Transcribe the records below exactly.

— Start Material for the task —

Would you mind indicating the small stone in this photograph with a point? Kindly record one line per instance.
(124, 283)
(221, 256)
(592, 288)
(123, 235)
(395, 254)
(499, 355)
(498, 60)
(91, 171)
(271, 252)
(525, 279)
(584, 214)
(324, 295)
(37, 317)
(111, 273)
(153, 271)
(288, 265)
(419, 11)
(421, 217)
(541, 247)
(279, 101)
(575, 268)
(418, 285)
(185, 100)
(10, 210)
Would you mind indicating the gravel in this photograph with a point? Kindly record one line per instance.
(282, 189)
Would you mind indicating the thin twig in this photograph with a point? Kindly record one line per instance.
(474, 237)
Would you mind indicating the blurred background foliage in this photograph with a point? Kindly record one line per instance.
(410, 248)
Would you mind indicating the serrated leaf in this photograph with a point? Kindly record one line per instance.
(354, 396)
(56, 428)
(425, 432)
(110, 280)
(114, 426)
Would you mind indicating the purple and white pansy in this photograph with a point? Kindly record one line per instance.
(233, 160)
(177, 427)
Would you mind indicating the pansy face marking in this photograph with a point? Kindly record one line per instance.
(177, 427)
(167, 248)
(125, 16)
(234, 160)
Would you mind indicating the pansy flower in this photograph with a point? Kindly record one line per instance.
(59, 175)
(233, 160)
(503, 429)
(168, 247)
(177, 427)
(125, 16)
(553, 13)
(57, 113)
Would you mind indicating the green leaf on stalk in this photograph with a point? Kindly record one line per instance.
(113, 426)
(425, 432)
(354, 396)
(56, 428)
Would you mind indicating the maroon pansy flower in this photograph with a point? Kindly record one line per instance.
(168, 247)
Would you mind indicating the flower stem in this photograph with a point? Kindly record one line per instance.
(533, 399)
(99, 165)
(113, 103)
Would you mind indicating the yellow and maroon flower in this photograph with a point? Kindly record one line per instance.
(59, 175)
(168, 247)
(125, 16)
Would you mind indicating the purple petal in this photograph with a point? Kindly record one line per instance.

— End Material for the task —

Task output =
Would you mind indicating the small stone in this photograph with a point? Kindly record one line per instance.
(124, 283)
(221, 256)
(592, 288)
(123, 235)
(395, 254)
(499, 355)
(498, 60)
(91, 171)
(271, 252)
(525, 279)
(584, 214)
(324, 295)
(37, 317)
(111, 273)
(153, 271)
(288, 265)
(419, 11)
(421, 217)
(541, 247)
(279, 101)
(575, 268)
(418, 285)
(185, 100)
(10, 210)
Would you mind indicating the gravel in this photograph with a point? Kindly record one line per instance.
(282, 189)
Would you mind indicating the thin twig in this photograph with a point? Kindly record one line per instance.
(474, 237)
Would you mind indicating the blurred background foliage in this photograph with a point? Kindly record one line per instance.
(410, 248)
Would you mind indicating the serrated leaf in this photograph with a point? Kindly record one line per instance.
(354, 396)
(56, 428)
(425, 432)
(110, 280)
(114, 426)
Would you mind indicating the purple and white pansy in this photograph with a point? Kindly record one line per instance.
(233, 160)
(177, 427)
Would you mind indicating the pansy face marking in this photograph with a point? Kindly record one line per instance.
(177, 427)
(167, 248)
(125, 16)
(234, 160)
Would you mind indicating the pansy flower in this photograph with a point? Kindly record one line per instance.
(59, 175)
(233, 160)
(503, 429)
(168, 247)
(177, 427)
(125, 16)
(553, 13)
(57, 113)
Would you mind indicating the green leaf on stalk in this photograph with a point? Kindly record one line per instance.
(113, 426)
(425, 432)
(354, 396)
(56, 428)
Would you mind indicating the maroon pansy flower in this photograph with a point? Kindly record one line per instance.
(168, 247)
Would you mind indicating the flower stem in this photograph with a point? Kindly record one line per instance.
(533, 399)
(99, 165)
(113, 103)
Would you mind indicating the yellow and maroon flower in this photograph with a point? Kindly record one line per instance.
(59, 175)
(168, 247)
(125, 16)
Would you mind indicating the purple petal in this photograph with a point? Kindly record one line per instance.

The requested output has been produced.